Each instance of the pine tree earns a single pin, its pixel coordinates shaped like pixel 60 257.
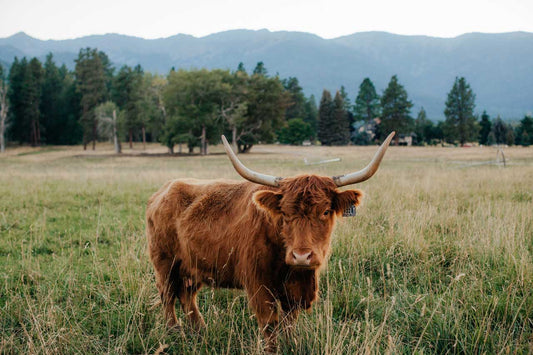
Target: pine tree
pixel 396 110
pixel 486 127
pixel 348 108
pixel 127 94
pixel 460 123
pixel 423 127
pixel 311 115
pixel 51 100
pixel 91 84
pixel 500 130
pixel 69 129
pixel 16 96
pixel 524 132
pixel 4 108
pixel 296 97
pixel 367 105
pixel 260 69
pixel 340 128
pixel 325 118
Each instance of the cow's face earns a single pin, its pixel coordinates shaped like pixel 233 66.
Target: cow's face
☆ ☆ ☆ ☆
Express every line of the items above as a JSON list of strings, one string per line, with blank lines and the pictures left out.

[
  "Each instance of the pine tree earns a single pin, its pixel coordinates shaped like pixel 60 257.",
  "Target: pine tree",
  "pixel 396 110",
  "pixel 486 127",
  "pixel 348 108",
  "pixel 127 94",
  "pixel 460 123",
  "pixel 423 127",
  "pixel 311 115",
  "pixel 51 100",
  "pixel 91 84",
  "pixel 500 130",
  "pixel 69 129",
  "pixel 16 96",
  "pixel 524 132",
  "pixel 4 108",
  "pixel 296 97",
  "pixel 367 105",
  "pixel 260 69",
  "pixel 340 128",
  "pixel 325 118",
  "Each instance of the cow's face earns a single pin, its pixel coordinates shaped like pixel 233 66.",
  "Target: cow's face"
]